Please rewrite the lines below, swapping "netting" for "mesh" wherever it occurs and keeping everything else the same.

## DATA EXTRACT
►
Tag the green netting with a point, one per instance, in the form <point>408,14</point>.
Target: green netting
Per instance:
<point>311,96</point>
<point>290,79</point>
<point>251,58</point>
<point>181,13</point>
◄
## ANSWER TO THIS TASK
Tag the green mesh with a point, one per instance, in the form <point>408,14</point>.
Target: green mesh
Per instance:
<point>311,96</point>
<point>290,79</point>
<point>251,58</point>
<point>181,13</point>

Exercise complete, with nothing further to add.